(Object outline annotations)
------------------------------

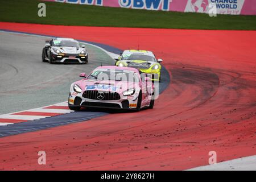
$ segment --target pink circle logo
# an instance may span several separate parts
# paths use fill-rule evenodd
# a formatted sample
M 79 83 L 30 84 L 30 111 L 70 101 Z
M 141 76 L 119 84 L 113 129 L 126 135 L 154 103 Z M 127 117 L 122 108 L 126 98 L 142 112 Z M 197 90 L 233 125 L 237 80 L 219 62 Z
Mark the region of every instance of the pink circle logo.
M 208 0 L 191 0 L 192 9 L 196 13 L 205 13 L 208 5 Z

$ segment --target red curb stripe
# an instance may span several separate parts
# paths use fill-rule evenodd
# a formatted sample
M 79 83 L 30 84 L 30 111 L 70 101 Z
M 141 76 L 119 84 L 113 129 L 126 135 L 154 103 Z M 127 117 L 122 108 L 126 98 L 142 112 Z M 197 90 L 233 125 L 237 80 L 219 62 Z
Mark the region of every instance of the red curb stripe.
M 43 113 L 43 112 L 31 112 L 31 111 L 24 111 L 20 113 L 17 113 L 11 114 L 13 115 L 42 115 L 42 116 L 55 116 L 60 115 L 60 113 Z
M 43 107 L 43 109 L 69 109 L 68 106 L 51 106 L 46 107 Z
M 22 119 L 0 119 L 0 123 L 21 123 L 23 122 L 27 122 L 27 120 L 22 120 Z

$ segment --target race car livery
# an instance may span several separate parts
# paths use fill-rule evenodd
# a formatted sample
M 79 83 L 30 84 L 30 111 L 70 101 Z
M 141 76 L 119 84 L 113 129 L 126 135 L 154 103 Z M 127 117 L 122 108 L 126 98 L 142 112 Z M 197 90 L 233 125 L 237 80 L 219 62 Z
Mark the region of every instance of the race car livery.
M 152 109 L 154 85 L 151 78 L 137 69 L 115 66 L 99 67 L 88 76 L 71 84 L 68 100 L 70 109 L 105 107 L 139 111 Z
M 116 59 L 115 65 L 139 69 L 142 73 L 150 74 L 152 80 L 161 79 L 160 59 L 156 60 L 151 51 L 143 50 L 125 50 L 121 56 Z
M 49 63 L 88 63 L 88 53 L 85 46 L 73 39 L 53 38 L 46 41 L 42 54 L 43 62 Z

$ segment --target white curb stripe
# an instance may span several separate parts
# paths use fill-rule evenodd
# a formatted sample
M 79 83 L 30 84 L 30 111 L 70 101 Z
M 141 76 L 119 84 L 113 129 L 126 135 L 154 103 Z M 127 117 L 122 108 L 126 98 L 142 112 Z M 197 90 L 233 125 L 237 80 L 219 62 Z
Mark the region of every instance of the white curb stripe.
M 40 113 L 58 113 L 58 114 L 65 114 L 73 112 L 73 110 L 68 109 L 32 109 L 28 110 L 27 111 L 30 112 L 40 112 Z
M 0 123 L 0 126 L 6 126 L 9 125 L 13 125 L 13 123 Z
M 49 116 L 43 115 L 12 115 L 12 114 L 3 114 L 0 115 L 0 118 L 2 119 L 22 119 L 22 120 L 35 120 L 47 117 L 50 117 Z

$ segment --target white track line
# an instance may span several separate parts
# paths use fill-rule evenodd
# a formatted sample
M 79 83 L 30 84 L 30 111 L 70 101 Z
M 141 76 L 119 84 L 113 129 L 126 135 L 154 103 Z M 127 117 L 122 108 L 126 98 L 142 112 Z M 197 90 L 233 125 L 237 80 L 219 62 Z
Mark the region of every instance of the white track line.
M 35 119 L 40 119 L 47 117 L 50 117 L 49 116 L 44 115 L 12 115 L 12 114 L 3 114 L 0 115 L 0 118 L 1 119 L 22 119 L 22 120 L 28 120 L 32 121 Z
M 65 114 L 73 112 L 73 110 L 68 109 L 32 109 L 28 110 L 27 111 L 30 112 L 40 112 L 40 113 L 58 113 L 58 114 Z
M 189 171 L 256 171 L 256 155 L 225 161 L 188 169 Z
M 9 125 L 13 125 L 13 123 L 0 123 L 0 126 L 7 126 Z

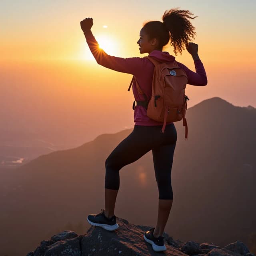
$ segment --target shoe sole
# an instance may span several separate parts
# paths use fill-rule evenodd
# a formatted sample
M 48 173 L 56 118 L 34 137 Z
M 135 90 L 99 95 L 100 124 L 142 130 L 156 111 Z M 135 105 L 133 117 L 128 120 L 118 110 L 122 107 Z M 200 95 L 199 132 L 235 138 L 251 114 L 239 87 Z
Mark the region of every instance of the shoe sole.
M 87 221 L 92 226 L 96 226 L 97 227 L 101 227 L 109 231 L 112 231 L 116 230 L 119 227 L 118 224 L 116 223 L 114 225 L 108 225 L 107 224 L 103 224 L 102 223 L 95 223 L 94 222 L 92 222 L 90 220 L 89 220 L 87 218 Z
M 148 243 L 151 244 L 152 245 L 152 248 L 153 250 L 155 252 L 163 252 L 166 250 L 166 248 L 165 247 L 165 245 L 162 245 L 160 246 L 159 245 L 156 245 L 151 240 L 147 238 L 144 235 L 144 239 Z

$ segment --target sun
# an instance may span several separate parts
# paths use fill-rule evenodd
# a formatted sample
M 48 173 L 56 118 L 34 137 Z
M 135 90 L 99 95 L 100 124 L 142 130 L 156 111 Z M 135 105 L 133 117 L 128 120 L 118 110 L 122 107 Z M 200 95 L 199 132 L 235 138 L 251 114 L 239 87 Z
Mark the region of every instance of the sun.
M 117 46 L 113 39 L 108 36 L 100 36 L 96 39 L 100 48 L 111 55 L 116 54 L 118 52 Z
M 116 40 L 112 36 L 110 37 L 106 34 L 101 34 L 94 36 L 96 40 L 99 44 L 99 47 L 102 49 L 106 54 L 112 56 L 118 56 L 119 54 L 119 49 Z M 94 58 L 88 46 L 86 46 L 85 58 L 92 60 Z

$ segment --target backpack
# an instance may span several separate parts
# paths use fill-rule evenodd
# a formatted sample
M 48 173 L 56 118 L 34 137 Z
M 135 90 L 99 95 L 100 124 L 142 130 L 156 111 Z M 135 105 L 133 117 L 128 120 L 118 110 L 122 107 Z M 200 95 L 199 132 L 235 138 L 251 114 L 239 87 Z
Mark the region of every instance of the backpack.
M 185 118 L 187 103 L 189 99 L 185 95 L 185 88 L 188 78 L 185 71 L 178 66 L 176 60 L 162 63 L 152 57 L 145 56 L 155 65 L 152 83 L 151 98 L 148 100 L 142 90 L 134 76 L 128 89 L 135 82 L 139 94 L 143 94 L 144 101 L 134 100 L 134 110 L 136 105 L 147 109 L 148 117 L 158 122 L 163 122 L 161 132 L 164 132 L 167 122 L 175 122 L 183 119 L 185 126 L 185 140 L 188 140 L 188 124 Z

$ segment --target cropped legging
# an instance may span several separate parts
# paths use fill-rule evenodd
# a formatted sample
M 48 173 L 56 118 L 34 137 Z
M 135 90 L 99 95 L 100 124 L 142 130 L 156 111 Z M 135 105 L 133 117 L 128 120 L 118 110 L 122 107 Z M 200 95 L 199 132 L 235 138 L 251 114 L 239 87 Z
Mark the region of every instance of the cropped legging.
M 134 125 L 132 132 L 123 140 L 107 158 L 105 188 L 118 190 L 119 170 L 152 150 L 159 199 L 173 199 L 171 172 L 177 141 L 174 124 L 166 126 Z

------------------------------

▸ The request: Output every line of the material above as a JSON list of strings, one string per line, skipping blank lines. Omit the pictures.

▸ Answer to the task:
[
  "$ segment --target pink circle logo",
  "# an instance may span several separate parts",
  "# paths use fill-rule evenodd",
  "# a formatted sample",
  "M 79 83 L 30 84 L 30 111 L 70 101 Z",
  "M 141 76 L 119 84 L 113 129 L 126 135 L 154 103 Z M 127 117 L 122 108 L 126 98 L 142 112 Z M 197 90 L 233 125 L 237 80 L 219 62 Z",
  "Mark the region of every instance of the pink circle logo.",
  "M 208 0 L 191 0 L 192 9 L 196 13 L 205 13 L 208 5 Z",
  "$ segment --target red curb stripe",
  "# an instance may span several separate parts",
  "# paths use fill-rule evenodd",
  "# a formatted sample",
  "M 79 83 L 30 84 L 30 111 L 70 101 Z",
  "M 141 76 L 119 84 L 113 129 L 126 135 L 154 103 Z M 127 117 L 122 108 L 126 98 L 142 112 Z M 197 90 L 233 125 L 237 80 L 219 62 Z",
  "Mark the region of every instance of the red curb stripe.",
  "M 43 113 L 43 112 L 31 112 L 31 111 L 24 111 L 20 113 L 17 113 L 11 114 L 13 115 L 42 115 L 42 116 L 55 116 L 60 115 L 60 113 Z",
  "M 43 107 L 43 109 L 69 109 L 68 106 L 51 106 L 46 107 Z",
  "M 22 119 L 0 119 L 0 123 L 21 123 L 23 122 L 27 122 L 27 120 L 22 120 Z",
  "$ segment --target race car livery",
  "# an instance may span several separate parts",
  "# paths use fill-rule evenodd",
  "# a formatted sample",
  "M 79 83 L 30 84 L 30 111 L 70 101 Z",
  "M 141 76 L 119 84 L 113 129 L 126 135 L 154 103 Z M 127 117 L 122 108 L 126 98 L 142 112 Z M 197 90 L 233 125 L 237 80 L 219 62 Z",
  "Mark the region of every instance of the race car livery.",
  "M 152 109 L 154 85 L 151 78 L 137 69 L 115 66 L 99 67 L 88 76 L 71 84 L 68 100 L 70 109 L 105 107 L 139 111 Z",
  "M 116 59 L 115 65 L 139 69 L 142 73 L 150 74 L 152 80 L 161 79 L 160 59 L 156 60 L 151 51 L 143 50 L 125 50 L 121 56 Z",
  "M 49 63 L 88 63 L 88 53 L 85 46 L 73 39 L 53 38 L 46 41 L 42 54 L 43 62 Z",
  "$ segment --target white curb stripe",
  "# an instance may span several separate parts",
  "# paths use fill-rule evenodd",
  "# a formatted sample",
  "M 79 83 L 30 84 L 30 111 L 70 101 Z",
  "M 141 76 L 119 84 L 113 129 L 126 135 L 154 103 Z M 127 117 L 122 108 L 126 98 L 142 112 Z M 197 90 L 233 125 L 237 80 L 219 62 Z",
  "Mark the region of every instance of the white curb stripe.",
  "M 40 113 L 58 113 L 58 114 L 65 114 L 73 112 L 73 110 L 68 109 L 32 109 L 28 110 L 27 111 L 30 112 L 40 112 Z",
  "M 0 123 L 0 126 L 6 126 L 9 125 L 13 125 L 13 123 Z",
  "M 49 116 L 43 115 L 12 115 L 12 114 L 3 114 L 0 115 L 0 118 L 2 119 L 22 119 L 22 120 L 35 120 L 47 117 L 50 117 Z",
  "$ segment --target white track line",
  "# an instance may span several separate parts",
  "# paths use fill-rule evenodd",
  "# a formatted sample",
  "M 79 83 L 30 84 L 30 111 L 70 101 Z",
  "M 141 76 L 119 84 L 113 129 L 126 135 L 154 103 Z M 127 117 L 122 108 L 126 98 L 142 112 Z M 197 90 L 233 125 L 237 80 L 219 62 Z",
  "Mark the region of every instance of the white track line.",
  "M 35 119 L 40 119 L 47 117 L 50 117 L 49 116 L 44 115 L 12 115 L 12 114 L 3 114 L 0 115 L 0 118 L 1 119 L 22 119 L 22 120 L 28 120 L 32 121 Z",
  "M 65 114 L 73 112 L 73 110 L 68 109 L 32 109 L 28 110 L 27 111 L 30 112 L 40 112 L 40 113 L 58 113 L 58 114 Z",
  "M 189 171 L 256 171 L 256 155 L 225 161 L 188 169 Z",
  "M 9 125 L 13 125 L 13 123 L 0 123 L 0 126 L 7 126 Z",
  "$ segment --target shoe sole",
  "# an instance may span several separate parts",
  "# paths use fill-rule evenodd",
  "# a formatted sample",
  "M 48 173 L 56 118 L 34 137 Z",
  "M 135 90 L 99 95 L 100 124 L 142 130 L 156 111 Z M 135 105 L 133 117 L 128 120 L 118 110 L 122 107 Z M 200 95 L 199 132 L 235 138 L 251 114 L 239 87 Z",
  "Mark the region of every instance of the shoe sole.",
  "M 87 221 L 92 226 L 96 226 L 97 227 L 101 227 L 109 231 L 112 231 L 116 230 L 119 227 L 118 224 L 116 223 L 114 225 L 108 225 L 107 224 L 103 224 L 102 223 L 95 223 L 94 222 L 92 222 L 90 220 L 89 220 L 87 218 Z",
  "M 148 243 L 151 244 L 152 245 L 152 248 L 153 250 L 155 252 L 163 252 L 166 250 L 166 248 L 165 247 L 165 245 L 162 245 L 160 246 L 159 245 L 156 245 L 151 240 L 147 238 L 144 235 L 144 239 Z",
  "$ segment --target sun",
  "# an instance may span several separate parts",
  "# paths use fill-rule evenodd",
  "# a formatted sample",
  "M 48 173 L 56 118 L 34 137 Z",
  "M 135 90 L 99 95 L 100 124 L 142 130 L 156 111 Z M 135 105 L 133 117 L 128 120 L 118 110 L 122 107 Z M 200 95 L 199 132 L 235 138 L 251 114 L 239 87 Z",
  "Mark the region of every instance of the sun.",
  "M 117 46 L 113 39 L 108 36 L 100 36 L 96 39 L 100 48 L 111 55 L 116 54 L 118 52 Z",
  "M 116 40 L 112 36 L 110 37 L 106 34 L 101 34 L 94 36 L 96 40 L 99 44 L 99 47 L 102 49 L 106 54 L 112 56 L 118 56 L 119 54 L 119 49 Z M 94 58 L 88 46 L 86 46 L 85 58 L 92 60 Z",
  "$ segment --target backpack",
  "# an instance may span several separate parts",
  "# paths use fill-rule evenodd",
  "# a formatted sample",
  "M 48 173 L 56 118 L 34 137 Z",
  "M 135 90 L 99 95 L 100 124 L 142 130 L 156 111 Z M 135 105 L 133 117 L 128 120 L 118 110 L 122 107 Z M 200 95 L 199 132 L 235 138 L 251 114 L 239 87 Z",
  "Mark the region of every instance of the backpack.",
  "M 185 118 L 187 103 L 189 99 L 185 95 L 185 88 L 188 78 L 185 71 L 178 66 L 176 60 L 162 63 L 152 57 L 145 56 L 155 65 L 152 83 L 151 98 L 148 100 L 142 90 L 134 76 L 128 89 L 135 82 L 139 94 L 143 94 L 144 101 L 134 100 L 134 110 L 136 105 L 147 109 L 148 117 L 158 122 L 163 122 L 161 132 L 164 132 L 167 122 L 175 122 L 183 119 L 185 126 L 185 140 L 188 140 L 188 124 Z",
  "$ segment --target cropped legging",
  "# an instance may span several separate parts",
  "# paths use fill-rule evenodd",
  "# a formatted sample",
  "M 48 173 L 56 118 L 34 137 Z",
  "M 135 90 L 99 95 L 100 124 L 142 130 L 156 111 Z M 135 105 L 133 117 L 128 120 L 118 110 L 122 107 Z M 200 95 L 199 132 L 235 138 L 251 114 L 239 87 Z",
  "Mark the region of every instance of the cropped legging.",
  "M 134 125 L 132 132 L 123 140 L 107 158 L 105 188 L 118 190 L 119 170 L 152 150 L 159 199 L 173 199 L 171 172 L 177 141 L 174 124 L 166 126 Z"
]